Dataset entries
☆ ☆ ☆ ☆ ☆ ☆ ☆

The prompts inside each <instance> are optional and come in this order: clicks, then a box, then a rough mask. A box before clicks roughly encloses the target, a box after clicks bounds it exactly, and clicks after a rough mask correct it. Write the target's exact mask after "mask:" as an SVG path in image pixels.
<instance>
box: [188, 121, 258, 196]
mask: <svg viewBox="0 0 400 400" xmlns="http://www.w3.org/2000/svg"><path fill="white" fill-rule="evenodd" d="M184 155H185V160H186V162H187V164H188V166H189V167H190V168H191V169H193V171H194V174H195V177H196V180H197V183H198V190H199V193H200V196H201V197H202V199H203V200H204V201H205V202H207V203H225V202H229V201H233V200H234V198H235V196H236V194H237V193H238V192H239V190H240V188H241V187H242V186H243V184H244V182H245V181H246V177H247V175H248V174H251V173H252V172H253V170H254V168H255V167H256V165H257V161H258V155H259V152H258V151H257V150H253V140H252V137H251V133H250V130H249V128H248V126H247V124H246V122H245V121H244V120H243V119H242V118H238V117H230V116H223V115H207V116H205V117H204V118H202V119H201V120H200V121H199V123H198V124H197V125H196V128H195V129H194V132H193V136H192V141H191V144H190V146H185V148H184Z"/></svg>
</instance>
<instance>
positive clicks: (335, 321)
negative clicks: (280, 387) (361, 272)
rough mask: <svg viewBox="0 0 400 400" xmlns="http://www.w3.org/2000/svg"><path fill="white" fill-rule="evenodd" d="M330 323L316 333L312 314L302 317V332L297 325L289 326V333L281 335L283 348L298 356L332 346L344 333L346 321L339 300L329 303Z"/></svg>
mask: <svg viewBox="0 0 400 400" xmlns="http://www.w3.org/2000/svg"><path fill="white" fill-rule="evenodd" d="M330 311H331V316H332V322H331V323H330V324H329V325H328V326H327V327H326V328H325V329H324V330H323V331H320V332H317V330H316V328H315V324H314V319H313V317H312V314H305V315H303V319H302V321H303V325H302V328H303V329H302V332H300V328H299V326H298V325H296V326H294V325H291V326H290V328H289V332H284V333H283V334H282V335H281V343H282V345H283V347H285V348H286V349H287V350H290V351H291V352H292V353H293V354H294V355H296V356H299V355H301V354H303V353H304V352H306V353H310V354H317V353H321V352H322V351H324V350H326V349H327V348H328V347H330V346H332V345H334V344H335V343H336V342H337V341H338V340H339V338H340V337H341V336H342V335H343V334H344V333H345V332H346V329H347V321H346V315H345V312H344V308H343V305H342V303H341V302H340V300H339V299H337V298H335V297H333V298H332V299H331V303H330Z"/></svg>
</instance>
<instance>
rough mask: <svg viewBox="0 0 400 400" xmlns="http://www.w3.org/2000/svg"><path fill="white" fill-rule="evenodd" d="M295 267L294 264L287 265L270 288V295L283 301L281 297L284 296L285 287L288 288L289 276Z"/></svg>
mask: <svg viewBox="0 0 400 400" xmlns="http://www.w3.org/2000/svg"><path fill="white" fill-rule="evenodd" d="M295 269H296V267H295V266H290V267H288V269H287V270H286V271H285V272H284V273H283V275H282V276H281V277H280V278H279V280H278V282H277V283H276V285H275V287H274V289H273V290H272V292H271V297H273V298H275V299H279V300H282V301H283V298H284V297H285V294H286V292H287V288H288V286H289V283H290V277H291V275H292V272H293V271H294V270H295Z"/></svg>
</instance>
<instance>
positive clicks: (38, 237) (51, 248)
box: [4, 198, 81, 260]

☆ ☆ ☆ ☆ ☆ ☆ ☆

Your assignment: Put the lines of the listing into a JSON list of strings, one string per line with blank lines left out, starting with the first line of the listing and going on through the line that contains "box: [188, 121, 258, 196]".

Response to this task:
[
  "The prompts inside each <instance> are optional and come in this order: clicks, then a box, then a rough mask. A box before clicks roughly encloses the target, a box after clicks bounds it exactly, and clicks after a rough mask correct it. Write the target's exact mask after \"mask:\" as an SVG path in image pixels.",
  "<instance>",
  "box: [188, 121, 258, 196]"
]